Zu den großartigsten Momenten dieses Films zählen für mich die, in denen Daniel Day-Lewis und Michelle Pfeiffer zusammentreffen. Vom ersten Augenblick an spürt man die innere Verbundenheit, die grenzenlose Leidenschaft, die Ellen und Newland füreinander empfinden. Sie sitzen während eines Empfangs auf einem Sofa, sprechen miteinander, anständig, wie es sich gehört. Aber ihren Blicken, unscheinbaren Bewegungen, ihrer Mimik ist deutlich zu entnehmen, was in ihnen vorgeht. Und: Jeder weiß es und keiner spricht darüber. Michelle Pfeiffer spielt diese nach Freiheit drängende Frau, die an den Konventionen der New Yorker Gesellschaft scheitert, weil sie sie nicht akzeptieren kann und will, mit einem unglaublichem Gespür für eine solche Situation. Sie strahlt in diesen Momenten vor innerer Schönheit, Verzweiflung und Leidenschaft zugleich. Die Begegnungen zwischen Ellen und Newland sind erotische Zusammenkünfte. Die beiden „schlafen“ miteinander, ohne auch nur ein Kleidungsstück abzulegen. Solche Momente sind mit die aufregendsten der Filmgeschichte.

Archer und Ellen scheitern an den sozialen Codes, die ihnen von Geburt an beigebracht worden sind. Es gibt keine Flucht für sie, nicht unbedingt, wie Ellen an einer Stelle meint, weil sie nicht wissen wohin sie fliehen sollten, sondern weil sie Fliehen nicht gelernt haben. Auch ihre Rückkehr nach Paris ist nicht eigentlich eine Flucht, sondern ein Rückzug, eine Kapitulation. Das Ende des Films lässt die spezifische soziale Codierung der Hautevolee New Yorks unwichtig werden. Es enthüllt sich der allgemeine zivilisatorische Kontext von ausgefeiltem tradiertem, codiertem Verhalten und den nach Unabhängigkeit strebenden Emotionen, Leidenschaften, die sich nicht einzwängen lassen wollen, sich aber gegen die Macht der Regeln nicht durchsetzen können.

„Zeit der Unschuld“ – Die Handelnden sind alles andere als unschuldig. Nur, die Frage von Schuld und Unschuld stellt sich als komplexer und komplizierter dar, als sie gemeinhin gefasst wird. Archer macht sich schuldig, weil er eine Frau heiratet, die er zwar mag, aber nicht liebt, eine andere liebt, aber nicht mit ihr lebt. Diese Verwicklung von persönlicher und „strukturell bedingter“ Schuld und Unschuld stellt sich am Ende als etwas von den konkreten historischen Umständen teilweise unabhängiges heraus. Scorsese enthüllt die menschlichen Hoffnungen, Sehnsüchte, Wünsche, die wir letztlich alle haben und an denen auch wir heute noch oft scheitern, weil wir uns durch die angeblich so vernünftigen Regeln, die das Leben oft nur einzwängen, hindern lassen und selbst hindern.
*-*-*
Setzen Sie den Ausgangstext über Scorseses Film „Zeit der Unschuld“ im Anschluss an seinen letzten Satz fort. Das nachstehende Material ist eigenständig und gehört nicht zum Ausgangstext.

__DATENAUSZUG__:
*-*-*
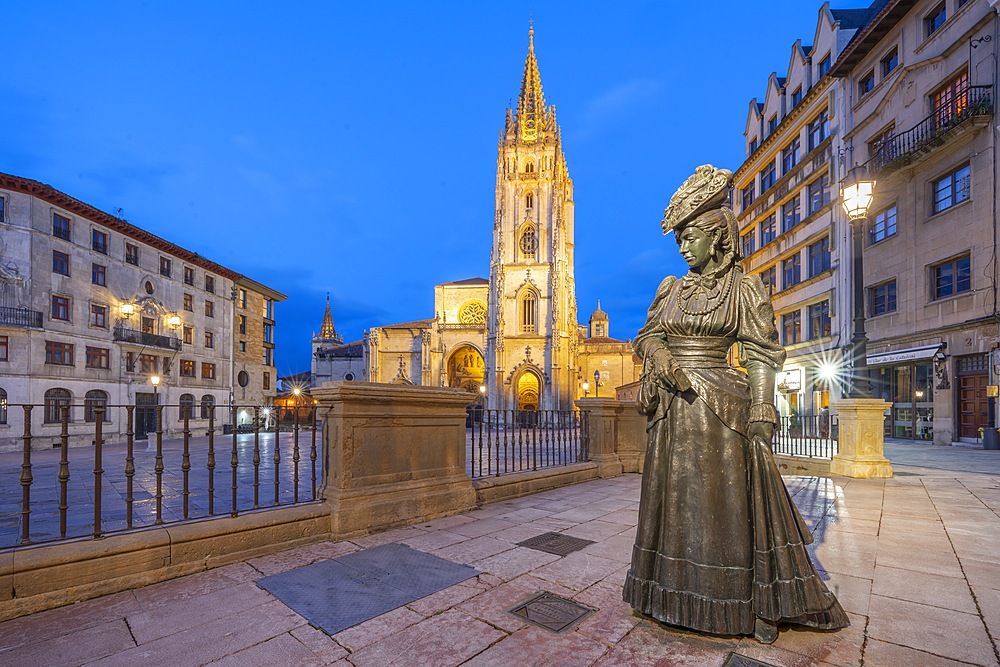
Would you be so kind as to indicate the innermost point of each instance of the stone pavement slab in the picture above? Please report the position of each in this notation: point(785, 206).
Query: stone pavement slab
point(915, 560)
*-*-*
__ERGEBNIS__:
Gangs of New York
(Gangs of New York)
USA, Deutschland, Italien, Großbritannien, Niederlande 2002,
168 Minuten
Regie: Martin Scorsese

Drehbuch: Jay Cocks, Steven Zaillian, Kenneth Lonergan, u.a. nach dem Buch von Herbert Asbury („The Gangs of New York“ von 1928)
Musik: Howard Shore
Director of Photography: Michael Ballhaus
Montage: Thelma Schoonmaker
Produktionsdesign: Dante Ferretti, Stefano Maria Ortolani, Robert Guerra, Maria Theresa Barbasso, Nazzareno Piana, Alessandro Alberti, Dimitri Capuani

Darsteller: Leonardo DiCaprio (Amsterdam Vallon), Daniel Day-Lewis (William „Bill the Butcher“ Cutting), Cameron Diaz (Jenny Everdeane), Liam Neeson (Priester Vallon), Jim Broadbent (William „Boss“ Tweed), John C. Reilly (Happy Jack), Henry Thomas (Johnny Sirocco), Brendan Gleeson (Walter „Monk“ McGinn), Gary Lewis (McGloin), Stephen Graham (Shang), Eddie Marsan (Killoran), Alec McCowen (Reverend Raleigh), David Hemmings (Mr. Schermershorn), Larry Gilliard Jr. (Jimmy Spoils), Cara Seymour (Hell-Cat Maggie), Roger Ashton-Griffiths (P. T. Barnum), Peter Hugo Daly (einarmiger Priester), Cian McCormack (der junge Amsterdam)

Woher kommst Du, Amerika?

In prachtvollen, opulenten Bilderorgien führt uns der Scorses in mehr als zweieinhalb Stunden in die Welt des Krieges, des New Yorker Bandenkriegs des 19. Jahrhunderts, in einen Schmelztiegel, in dem ausschließlich Gewalt zu herrschen scheint, nichts als Gewalt. Die opulenten Bilder von Michael Ballhaus fügen sich zu einem bewegten Fresko zusammen, das vom Leben einer Zeit erzählt, die uns so fern zu liegen scheint und in mancher Hinsicht doch näher ist, als wir glauben. Fast scheint es, als wolle Scorsese dem alten Friedrich Engels recht geben, der die Gewalt zu einer Art Katalysator bei der Entstehung sozialer Umbruchprozesse erklärte. Oder wie sein nicht minder berühmter Freund Karl Marx es formulierte: Gewalt sei der „Geburtshelfer jeder alten Gesellschaft, die mit einer neuen schwanger geht“. „Geschichte ist immer gewalttätig. Einwanderer kamen in Amerika an und gerieten sofort in Konflikt mit den dort Geborenen. Das war ein permanenter Kampf, und das 19. Jahrhundert war das gewalttätigste der amerikanischen Geschichte“, äußerte der Regisseur in einem Interview mit „Die Welt“. Doch Scorsese wäre nicht Scorsese, wenn die Dinge nur hier zu finden wären. Die heutige Lower East Side, in der „Gangs of New York“ spielt, platzte aus den Nähten – vor Menschen, vor Dreck, vor Kriminalität, vor Gewalt. Die Leinwand scheint manchmal zu zerbersten, die Menschen aus ihr „herauszufallen“, so dicht filmten Scorsese und Ballhaus Five Points, das Zentrum der unzähligen irischen, italienischen und anderen Gangs.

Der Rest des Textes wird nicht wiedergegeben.